*** EXERCISE INPUT ***

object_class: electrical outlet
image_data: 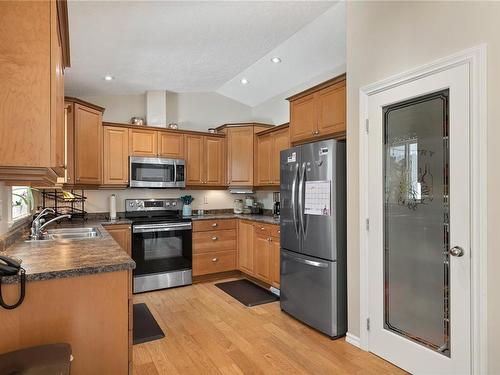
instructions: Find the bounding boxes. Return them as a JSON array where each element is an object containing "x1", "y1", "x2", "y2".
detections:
[{"x1": 204, "y1": 196, "x2": 208, "y2": 205}]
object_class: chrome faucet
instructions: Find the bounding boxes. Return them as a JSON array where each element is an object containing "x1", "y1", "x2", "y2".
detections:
[{"x1": 30, "y1": 209, "x2": 71, "y2": 240}]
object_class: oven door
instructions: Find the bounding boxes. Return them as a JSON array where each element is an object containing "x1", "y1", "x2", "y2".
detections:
[
  {"x1": 129, "y1": 156, "x2": 185, "y2": 188},
  {"x1": 132, "y1": 222, "x2": 192, "y2": 279}
]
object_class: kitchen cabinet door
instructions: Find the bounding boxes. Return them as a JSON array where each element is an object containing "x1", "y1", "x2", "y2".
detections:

*** End of EXERCISE INPUT ***

• _WHAT YOU WILL DO_: Give back precisely the lines above that start at the line containing "object_class: chrome faucet" and end at the line containing "object_class: kitchen cabinet door", inclusive. No other lines belong in the output.

• _ANSWER FOR THIS EXERCISE_:
object_class: chrome faucet
instructions: Find the bounding boxes. Return them as a JSON array where each element is an object containing "x1", "y1", "x2", "y2".
detections:
[{"x1": 30, "y1": 209, "x2": 71, "y2": 240}]
object_class: oven door
instructions: Find the bounding boxes. Return them as a JSON array where each element is an object containing "x1", "y1", "x2", "y2".
detections:
[
  {"x1": 129, "y1": 156, "x2": 185, "y2": 188},
  {"x1": 132, "y1": 222, "x2": 192, "y2": 279}
]
object_class: kitchen cabinet door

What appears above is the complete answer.